[Recorded data]
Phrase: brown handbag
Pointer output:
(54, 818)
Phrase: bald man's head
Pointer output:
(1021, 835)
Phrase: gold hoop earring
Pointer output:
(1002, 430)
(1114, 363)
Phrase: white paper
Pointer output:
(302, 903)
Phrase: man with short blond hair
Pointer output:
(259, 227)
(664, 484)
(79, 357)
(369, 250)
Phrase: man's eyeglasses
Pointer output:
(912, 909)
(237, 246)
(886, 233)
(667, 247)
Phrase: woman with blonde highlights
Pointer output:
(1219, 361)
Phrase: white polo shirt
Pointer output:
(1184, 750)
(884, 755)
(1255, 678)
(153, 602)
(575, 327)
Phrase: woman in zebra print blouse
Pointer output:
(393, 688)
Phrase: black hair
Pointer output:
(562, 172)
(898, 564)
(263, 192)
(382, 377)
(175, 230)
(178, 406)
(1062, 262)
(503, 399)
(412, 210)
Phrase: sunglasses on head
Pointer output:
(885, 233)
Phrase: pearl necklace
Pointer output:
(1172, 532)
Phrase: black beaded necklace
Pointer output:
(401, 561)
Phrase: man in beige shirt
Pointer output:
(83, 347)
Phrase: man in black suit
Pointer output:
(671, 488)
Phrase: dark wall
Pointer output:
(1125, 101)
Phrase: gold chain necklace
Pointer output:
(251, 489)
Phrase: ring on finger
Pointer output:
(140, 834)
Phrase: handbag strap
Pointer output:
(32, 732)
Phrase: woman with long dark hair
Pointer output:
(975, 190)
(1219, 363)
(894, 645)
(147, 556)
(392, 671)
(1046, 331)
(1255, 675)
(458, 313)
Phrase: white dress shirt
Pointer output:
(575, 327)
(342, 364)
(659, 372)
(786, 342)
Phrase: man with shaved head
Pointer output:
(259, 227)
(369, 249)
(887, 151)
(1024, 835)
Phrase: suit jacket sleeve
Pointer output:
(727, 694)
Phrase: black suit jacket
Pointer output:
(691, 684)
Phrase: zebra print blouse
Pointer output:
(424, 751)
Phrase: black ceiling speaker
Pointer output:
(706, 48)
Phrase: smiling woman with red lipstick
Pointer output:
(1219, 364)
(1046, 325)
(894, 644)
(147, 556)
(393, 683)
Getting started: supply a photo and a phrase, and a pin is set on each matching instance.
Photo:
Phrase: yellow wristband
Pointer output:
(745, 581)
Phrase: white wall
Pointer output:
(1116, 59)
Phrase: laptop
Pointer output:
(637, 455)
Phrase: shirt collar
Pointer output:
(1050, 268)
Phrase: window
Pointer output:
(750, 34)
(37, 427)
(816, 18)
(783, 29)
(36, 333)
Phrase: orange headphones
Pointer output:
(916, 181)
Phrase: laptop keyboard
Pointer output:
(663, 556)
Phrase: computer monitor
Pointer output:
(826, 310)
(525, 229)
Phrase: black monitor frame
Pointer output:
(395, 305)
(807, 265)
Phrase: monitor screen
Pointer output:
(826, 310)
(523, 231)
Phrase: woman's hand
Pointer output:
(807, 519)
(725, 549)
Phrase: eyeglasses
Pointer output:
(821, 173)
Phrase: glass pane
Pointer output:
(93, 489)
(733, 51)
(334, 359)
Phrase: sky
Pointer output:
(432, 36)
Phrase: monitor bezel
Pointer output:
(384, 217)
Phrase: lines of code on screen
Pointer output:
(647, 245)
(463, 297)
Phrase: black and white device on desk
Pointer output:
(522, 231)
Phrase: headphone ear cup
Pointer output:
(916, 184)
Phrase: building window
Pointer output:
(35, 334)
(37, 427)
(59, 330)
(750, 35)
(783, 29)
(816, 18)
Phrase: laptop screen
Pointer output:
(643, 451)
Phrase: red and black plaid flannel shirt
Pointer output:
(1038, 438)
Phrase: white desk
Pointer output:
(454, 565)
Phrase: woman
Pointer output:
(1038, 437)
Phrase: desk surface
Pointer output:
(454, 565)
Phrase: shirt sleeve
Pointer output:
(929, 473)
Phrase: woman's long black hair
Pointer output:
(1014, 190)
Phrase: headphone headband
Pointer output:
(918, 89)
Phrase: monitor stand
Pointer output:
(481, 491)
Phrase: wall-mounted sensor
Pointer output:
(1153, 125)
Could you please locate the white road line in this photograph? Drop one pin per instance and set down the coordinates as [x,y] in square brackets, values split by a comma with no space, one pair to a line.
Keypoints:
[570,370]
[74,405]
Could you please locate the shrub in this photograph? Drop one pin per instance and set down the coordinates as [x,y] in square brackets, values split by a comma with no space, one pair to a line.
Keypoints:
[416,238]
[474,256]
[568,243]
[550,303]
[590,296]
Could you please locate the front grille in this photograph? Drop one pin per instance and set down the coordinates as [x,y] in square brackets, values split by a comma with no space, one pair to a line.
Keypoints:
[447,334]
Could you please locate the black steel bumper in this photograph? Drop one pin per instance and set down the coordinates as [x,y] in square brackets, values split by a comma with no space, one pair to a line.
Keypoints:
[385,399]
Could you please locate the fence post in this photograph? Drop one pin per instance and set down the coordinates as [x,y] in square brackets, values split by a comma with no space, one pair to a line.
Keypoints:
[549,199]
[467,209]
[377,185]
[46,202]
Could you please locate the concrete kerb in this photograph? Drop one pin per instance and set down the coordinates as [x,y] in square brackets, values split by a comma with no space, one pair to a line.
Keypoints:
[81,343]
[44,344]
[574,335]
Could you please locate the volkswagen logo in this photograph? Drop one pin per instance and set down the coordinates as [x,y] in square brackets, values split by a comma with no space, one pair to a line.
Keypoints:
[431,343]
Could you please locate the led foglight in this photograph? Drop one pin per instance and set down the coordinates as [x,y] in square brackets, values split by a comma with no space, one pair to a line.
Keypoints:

◆ Written problem ◆
Copy every line of the records word for word.

◆ Result ◆
Phrase: brown handbag
Pointer output:
(54, 818)
Phrase: bald man's head
Pointer output:
(1021, 835)
Phrase: gold hoop earring
Pointer output:
(1002, 430)
(1114, 363)
Phrase: white paper
Pointer output:
(302, 903)
Phrase: man with short blond hair
Pointer output:
(259, 227)
(664, 484)
(79, 357)
(369, 250)
Phrase: man's eyeglasses
Pointer output:
(912, 909)
(237, 246)
(886, 233)
(667, 247)
Phrase: woman with blonde highlights
Pointer output:
(1219, 361)
Phrase: white polo shirt
Pointer output:
(1184, 750)
(884, 755)
(1255, 678)
(153, 602)
(575, 327)
Phrase: woman in zebra print blouse
Pointer output:
(393, 688)
Phrase: black hair
Pointer output:
(562, 172)
(898, 564)
(263, 192)
(382, 377)
(175, 230)
(178, 406)
(1062, 262)
(503, 399)
(412, 210)
Phrase: sunglasses on head
Pointer output:
(885, 233)
Phrase: pearl necklace
Pointer output:
(1172, 532)
Phrase: black beaded necklace
Pointer output:
(401, 561)
Phrase: man in beige shirt
Pointer output:
(83, 347)
Phrase: man in black suit
Pointer output:
(671, 488)
Phrase: dark wall
Pointer output:
(1125, 101)
Phrase: gold chain necklace
Pointer output:
(251, 489)
Phrase: ring on finger
Pointer output:
(140, 834)
Phrase: handbag strap
Pointer output:
(32, 732)
Phrase: woman with long dark hair
Pointer output:
(975, 190)
(1219, 363)
(894, 645)
(147, 556)
(392, 671)
(1046, 331)
(1255, 675)
(458, 313)
Phrase: white dress shirt
Pointer output:
(575, 327)
(342, 364)
(659, 372)
(786, 342)
Phrase: man with shaved head
Pointer output:
(259, 227)
(369, 249)
(887, 151)
(1024, 835)
Phrase: suit jacket sleeve
Pointer output:
(727, 694)
Phrase: black suit jacket
Pointer output:
(691, 684)
Phrase: zebra print blouse
Pointer output:
(424, 751)
Phrase: black ceiling speaker
Pointer output:
(706, 48)
Phrase: smiling woman with red lipstick
Pointer output:
(1219, 364)
(1046, 325)
(894, 644)
(147, 556)
(393, 683)
Getting started: supply a photo and a phrase, and a pin is set on each matching instance.
Photo:
Phrase: yellow wristband
Pointer output:
(745, 581)
Phrase: white wall
Pointer output:
(1116, 59)
Phrase: laptop
Pointer output:
(637, 455)
Phrase: shirt collar
Pointer output:
(1050, 268)
Phrase: window
Pointer output:
(750, 34)
(37, 427)
(816, 18)
(783, 29)
(36, 333)
Phrase: orange headphones
Pointer output:
(916, 181)
Phrase: laptop keyboard
Pointer output:
(663, 556)
Phrase: computer monitor
Pointer output:
(826, 310)
(525, 229)
Phrase: black monitor frame
Pointer output:
(395, 305)
(807, 265)
Phrase: monitor screen
Pointer output:
(826, 310)
(523, 231)
Phrase: woman's hand
Pointer output:
(807, 519)
(725, 549)
Phrase: eyeglasses
Pointer output:
(821, 173)
Phrase: glass pane
Pointer output:
(93, 489)
(733, 51)
(334, 359)
Phrase: sky
Pointer output:
(432, 36)
Phrase: monitor bezel
Pointer output:
(384, 217)
Phrase: lines of code on screen
Pointer output:
(647, 245)
(463, 297)
Phrase: black and white device on desk
Pointer output:
(522, 231)
Phrase: headphone ear cup
Pointer output:
(916, 184)
Phrase: building window
Pointer output:
(35, 334)
(37, 427)
(59, 330)
(750, 35)
(783, 29)
(816, 18)
Phrase: laptop screen
Pointer output:
(643, 451)
Phrase: red and black plaid flannel shirt
Pointer output:
(1038, 438)
Phrase: white desk
Pointer output:
(454, 565)
Phrase: woman
Pointer output:
(1038, 437)
Phrase: desk surface
Pointer output:
(454, 565)
Phrase: shirt sleeve
Pointer output:
(929, 473)
Phrase: woman's long black hair
Pointer output:
(1014, 190)
Phrase: headphone headband
Pointer output:
(918, 89)
Phrase: monitor stand
Pointer output:
(481, 491)
Phrase: wall-mounted sensor
Pointer output:
(1153, 125)
Could you please locate the white road line in this photograph? Drop one pin per instance and set down the coordinates as [x,y] in square brackets, values split by a comma with no space, one pair to a line.
Keypoints:
[570,370]
[74,405]
Could you please locate the shrub in this photograph? Drop one pin per instance and set down the coordinates as [x,y] in square brackets, values split by a comma with no space, one pair to a line.
Keypoints:
[416,238]
[474,256]
[568,243]
[550,303]
[590,296]
Could you please locate the front grille in this photograph? Drop one pin per instance and set down the coordinates as [x,y] in square brackets, values split by a comma with no space, one pair to a line.
Keypoints:
[447,334]
Could you please locate the black steel bumper in this photograph? Drop one pin per instance and set down the coordinates as [x,y] in square brackets, values split by a comma with no space, one pair to a line.
Keypoints:
[385,399]
Could you please locate the fence post in this photograph? Drop one pin per instance and set down the coordinates as [x,y] in square brackets, values split by a comma with no space, one pair to a line.
Keypoints:
[549,199]
[467,209]
[377,185]
[46,202]
Could you please locate the concrete kerb in this photograph? Drop one pin per instance and set down the coordinates as [x,y] in square brackets, values split by a comma with no space, one pair to a line.
Keypoints:
[81,343]
[44,344]
[574,335]
Could you please locate the volkswagen logo in this photograph? Drop one pin per instance and set down the coordinates as [x,y] in square brackets, values split by a comma with no space, one pair to a line.
Keypoints:
[431,343]
Could you please locate the led foglight in this photograph? Drop one pin per instance and set down the coordinates as [x,y] in square brackets, values split by a comma with no space, one pair to a line.
Keypoints:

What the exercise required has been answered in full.